Provided records Start Marker
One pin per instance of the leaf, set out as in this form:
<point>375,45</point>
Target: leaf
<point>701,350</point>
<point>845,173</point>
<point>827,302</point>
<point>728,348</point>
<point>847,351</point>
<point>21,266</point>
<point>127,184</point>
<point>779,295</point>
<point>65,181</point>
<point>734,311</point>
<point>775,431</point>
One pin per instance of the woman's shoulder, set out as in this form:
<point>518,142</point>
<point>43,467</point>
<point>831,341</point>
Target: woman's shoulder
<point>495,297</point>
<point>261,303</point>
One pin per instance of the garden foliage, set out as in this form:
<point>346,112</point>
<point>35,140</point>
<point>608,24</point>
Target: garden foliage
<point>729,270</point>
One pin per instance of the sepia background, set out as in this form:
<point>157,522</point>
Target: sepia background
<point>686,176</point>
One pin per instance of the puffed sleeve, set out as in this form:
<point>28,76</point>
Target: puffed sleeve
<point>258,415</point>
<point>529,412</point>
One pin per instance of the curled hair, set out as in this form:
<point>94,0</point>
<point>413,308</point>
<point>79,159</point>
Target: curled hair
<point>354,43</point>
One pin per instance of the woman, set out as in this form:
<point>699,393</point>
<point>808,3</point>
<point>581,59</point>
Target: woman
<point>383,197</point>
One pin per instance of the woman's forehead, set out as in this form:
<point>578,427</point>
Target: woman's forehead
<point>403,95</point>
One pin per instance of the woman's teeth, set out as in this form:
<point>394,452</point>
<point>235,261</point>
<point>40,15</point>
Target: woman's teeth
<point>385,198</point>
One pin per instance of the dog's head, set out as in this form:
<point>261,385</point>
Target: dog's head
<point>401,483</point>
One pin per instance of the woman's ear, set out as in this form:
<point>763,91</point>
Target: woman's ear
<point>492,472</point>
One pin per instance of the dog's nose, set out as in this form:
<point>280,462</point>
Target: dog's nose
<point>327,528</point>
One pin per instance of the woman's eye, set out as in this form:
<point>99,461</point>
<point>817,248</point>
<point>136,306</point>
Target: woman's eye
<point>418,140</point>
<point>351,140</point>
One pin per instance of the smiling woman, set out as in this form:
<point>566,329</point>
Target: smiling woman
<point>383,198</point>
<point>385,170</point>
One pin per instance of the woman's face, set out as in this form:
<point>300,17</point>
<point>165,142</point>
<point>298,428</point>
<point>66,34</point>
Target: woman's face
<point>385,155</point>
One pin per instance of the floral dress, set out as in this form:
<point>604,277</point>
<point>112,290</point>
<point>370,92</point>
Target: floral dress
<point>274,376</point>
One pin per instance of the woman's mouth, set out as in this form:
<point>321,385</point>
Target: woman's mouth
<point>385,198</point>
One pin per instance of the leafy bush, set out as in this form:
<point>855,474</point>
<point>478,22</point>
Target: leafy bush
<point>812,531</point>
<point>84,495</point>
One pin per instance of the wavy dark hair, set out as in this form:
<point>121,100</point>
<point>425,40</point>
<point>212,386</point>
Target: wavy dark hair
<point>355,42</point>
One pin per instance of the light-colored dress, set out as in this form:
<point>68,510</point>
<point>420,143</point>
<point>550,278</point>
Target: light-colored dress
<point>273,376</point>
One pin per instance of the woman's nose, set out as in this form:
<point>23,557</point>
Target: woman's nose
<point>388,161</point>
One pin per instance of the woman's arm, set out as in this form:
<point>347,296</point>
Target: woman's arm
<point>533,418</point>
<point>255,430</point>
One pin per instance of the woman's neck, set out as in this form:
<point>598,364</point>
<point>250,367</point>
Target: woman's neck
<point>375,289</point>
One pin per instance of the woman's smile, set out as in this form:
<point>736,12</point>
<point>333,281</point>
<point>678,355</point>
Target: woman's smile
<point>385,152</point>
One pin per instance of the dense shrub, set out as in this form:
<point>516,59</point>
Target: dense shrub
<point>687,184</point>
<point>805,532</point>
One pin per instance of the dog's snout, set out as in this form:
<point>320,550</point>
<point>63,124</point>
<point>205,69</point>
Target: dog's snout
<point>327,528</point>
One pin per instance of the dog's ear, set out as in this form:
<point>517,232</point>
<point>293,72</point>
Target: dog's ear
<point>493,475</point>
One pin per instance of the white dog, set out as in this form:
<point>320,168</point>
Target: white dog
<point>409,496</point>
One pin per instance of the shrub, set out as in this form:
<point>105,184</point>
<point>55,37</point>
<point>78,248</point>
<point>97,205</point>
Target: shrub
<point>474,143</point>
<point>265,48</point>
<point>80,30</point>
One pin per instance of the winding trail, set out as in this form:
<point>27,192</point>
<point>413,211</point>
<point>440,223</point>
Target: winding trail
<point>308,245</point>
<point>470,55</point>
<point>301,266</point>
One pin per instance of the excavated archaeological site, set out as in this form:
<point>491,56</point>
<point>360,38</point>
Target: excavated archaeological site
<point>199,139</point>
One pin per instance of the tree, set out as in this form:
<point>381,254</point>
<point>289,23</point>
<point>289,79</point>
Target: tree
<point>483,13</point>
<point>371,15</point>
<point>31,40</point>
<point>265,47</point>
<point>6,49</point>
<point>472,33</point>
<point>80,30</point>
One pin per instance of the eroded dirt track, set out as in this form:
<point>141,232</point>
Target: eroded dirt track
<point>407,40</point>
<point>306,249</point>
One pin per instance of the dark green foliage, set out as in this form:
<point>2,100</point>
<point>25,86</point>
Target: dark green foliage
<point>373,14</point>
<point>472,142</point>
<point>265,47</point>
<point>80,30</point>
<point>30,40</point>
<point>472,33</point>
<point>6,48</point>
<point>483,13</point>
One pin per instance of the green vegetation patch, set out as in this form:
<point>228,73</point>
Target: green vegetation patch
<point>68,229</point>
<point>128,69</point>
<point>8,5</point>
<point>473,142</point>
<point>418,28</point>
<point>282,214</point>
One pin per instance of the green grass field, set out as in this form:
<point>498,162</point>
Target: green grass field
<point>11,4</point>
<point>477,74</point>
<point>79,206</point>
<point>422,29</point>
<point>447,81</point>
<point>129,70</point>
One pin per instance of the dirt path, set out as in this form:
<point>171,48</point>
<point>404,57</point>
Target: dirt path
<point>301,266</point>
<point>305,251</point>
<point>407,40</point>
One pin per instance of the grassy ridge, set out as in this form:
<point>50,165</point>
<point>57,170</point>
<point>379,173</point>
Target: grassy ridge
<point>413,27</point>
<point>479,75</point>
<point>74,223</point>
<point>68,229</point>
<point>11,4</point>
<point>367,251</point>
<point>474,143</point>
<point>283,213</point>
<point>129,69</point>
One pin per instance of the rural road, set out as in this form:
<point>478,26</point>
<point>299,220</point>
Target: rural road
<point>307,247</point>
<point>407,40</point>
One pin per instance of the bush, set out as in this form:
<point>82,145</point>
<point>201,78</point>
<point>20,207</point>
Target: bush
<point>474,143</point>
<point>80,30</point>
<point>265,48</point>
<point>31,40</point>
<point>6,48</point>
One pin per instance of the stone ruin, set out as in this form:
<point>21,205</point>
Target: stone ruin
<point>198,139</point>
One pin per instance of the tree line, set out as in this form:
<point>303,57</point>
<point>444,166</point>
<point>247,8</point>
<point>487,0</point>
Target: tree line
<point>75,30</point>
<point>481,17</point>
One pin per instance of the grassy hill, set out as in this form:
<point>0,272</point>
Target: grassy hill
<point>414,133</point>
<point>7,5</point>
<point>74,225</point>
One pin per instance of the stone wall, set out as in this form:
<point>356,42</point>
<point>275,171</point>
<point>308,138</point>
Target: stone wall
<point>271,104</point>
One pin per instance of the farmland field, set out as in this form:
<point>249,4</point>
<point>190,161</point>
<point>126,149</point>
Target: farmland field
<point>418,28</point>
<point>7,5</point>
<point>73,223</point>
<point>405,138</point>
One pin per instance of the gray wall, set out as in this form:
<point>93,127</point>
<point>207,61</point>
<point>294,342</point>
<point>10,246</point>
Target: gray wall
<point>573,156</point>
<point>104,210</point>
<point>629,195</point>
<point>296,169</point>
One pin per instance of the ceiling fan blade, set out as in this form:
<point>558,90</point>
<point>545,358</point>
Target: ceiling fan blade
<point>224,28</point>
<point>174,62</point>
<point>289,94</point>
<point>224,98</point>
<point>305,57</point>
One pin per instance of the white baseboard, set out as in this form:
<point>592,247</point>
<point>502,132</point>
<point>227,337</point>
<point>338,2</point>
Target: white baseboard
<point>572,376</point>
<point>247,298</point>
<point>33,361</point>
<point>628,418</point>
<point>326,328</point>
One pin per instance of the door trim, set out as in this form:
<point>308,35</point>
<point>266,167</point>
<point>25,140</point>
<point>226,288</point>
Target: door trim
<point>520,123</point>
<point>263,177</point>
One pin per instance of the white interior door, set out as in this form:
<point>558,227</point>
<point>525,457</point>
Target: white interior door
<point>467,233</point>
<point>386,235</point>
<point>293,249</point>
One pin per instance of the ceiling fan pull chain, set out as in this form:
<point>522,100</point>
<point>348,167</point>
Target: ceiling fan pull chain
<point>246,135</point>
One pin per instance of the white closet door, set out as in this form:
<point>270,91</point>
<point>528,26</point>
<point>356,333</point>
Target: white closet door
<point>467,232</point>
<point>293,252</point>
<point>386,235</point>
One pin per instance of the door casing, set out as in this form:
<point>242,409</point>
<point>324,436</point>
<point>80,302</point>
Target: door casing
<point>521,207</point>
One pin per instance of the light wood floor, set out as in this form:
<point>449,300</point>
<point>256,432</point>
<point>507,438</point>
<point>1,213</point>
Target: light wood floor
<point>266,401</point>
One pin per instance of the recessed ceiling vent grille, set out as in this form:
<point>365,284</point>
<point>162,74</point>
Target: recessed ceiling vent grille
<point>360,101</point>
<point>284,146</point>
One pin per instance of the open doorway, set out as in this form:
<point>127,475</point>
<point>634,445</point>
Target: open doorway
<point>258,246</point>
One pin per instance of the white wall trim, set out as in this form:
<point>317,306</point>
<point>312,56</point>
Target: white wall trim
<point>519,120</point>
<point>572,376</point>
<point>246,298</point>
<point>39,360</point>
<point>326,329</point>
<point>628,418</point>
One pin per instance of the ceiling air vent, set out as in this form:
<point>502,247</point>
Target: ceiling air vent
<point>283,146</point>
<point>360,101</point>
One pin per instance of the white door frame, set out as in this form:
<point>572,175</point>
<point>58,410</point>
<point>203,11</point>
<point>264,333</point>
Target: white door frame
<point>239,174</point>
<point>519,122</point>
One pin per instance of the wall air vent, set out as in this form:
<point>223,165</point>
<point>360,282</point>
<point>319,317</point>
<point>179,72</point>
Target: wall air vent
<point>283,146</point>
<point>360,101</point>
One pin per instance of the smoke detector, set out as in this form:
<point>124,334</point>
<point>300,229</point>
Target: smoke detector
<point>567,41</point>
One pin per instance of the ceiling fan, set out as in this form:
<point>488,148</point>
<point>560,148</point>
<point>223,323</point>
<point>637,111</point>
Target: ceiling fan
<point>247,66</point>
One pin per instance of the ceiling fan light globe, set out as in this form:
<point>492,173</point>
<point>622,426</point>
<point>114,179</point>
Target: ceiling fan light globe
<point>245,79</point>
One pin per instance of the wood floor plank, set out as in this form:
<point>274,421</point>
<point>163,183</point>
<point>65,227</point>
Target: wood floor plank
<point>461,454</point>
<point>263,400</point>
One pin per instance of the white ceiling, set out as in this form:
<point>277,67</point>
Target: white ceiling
Provided records End Marker
_What the task requires_
The answer must be a verbatim transcription of the entries above, from the first line through the line that contains "One pin per instance of the puffed", and nothing more.

_Response_
One pin per instance of the leaf, set out as in this form:
<point>375,45</point>
Target: leaf
<point>701,350</point>
<point>845,173</point>
<point>827,302</point>
<point>728,348</point>
<point>847,351</point>
<point>21,266</point>
<point>127,184</point>
<point>779,295</point>
<point>65,181</point>
<point>734,311</point>
<point>775,431</point>
One pin per instance of the woman's shoulder, set out as in this form:
<point>518,142</point>
<point>43,467</point>
<point>831,341</point>
Target: woman's shoulder
<point>495,297</point>
<point>261,303</point>
One pin per instance of the garden foliage, set out as in this form:
<point>346,112</point>
<point>35,140</point>
<point>608,24</point>
Target: garden foliage
<point>729,270</point>
One pin per instance of the sepia background, set out as in this form:
<point>157,522</point>
Target: sepia background
<point>686,176</point>
One pin per instance of the puffed sleeve, set out as in this form:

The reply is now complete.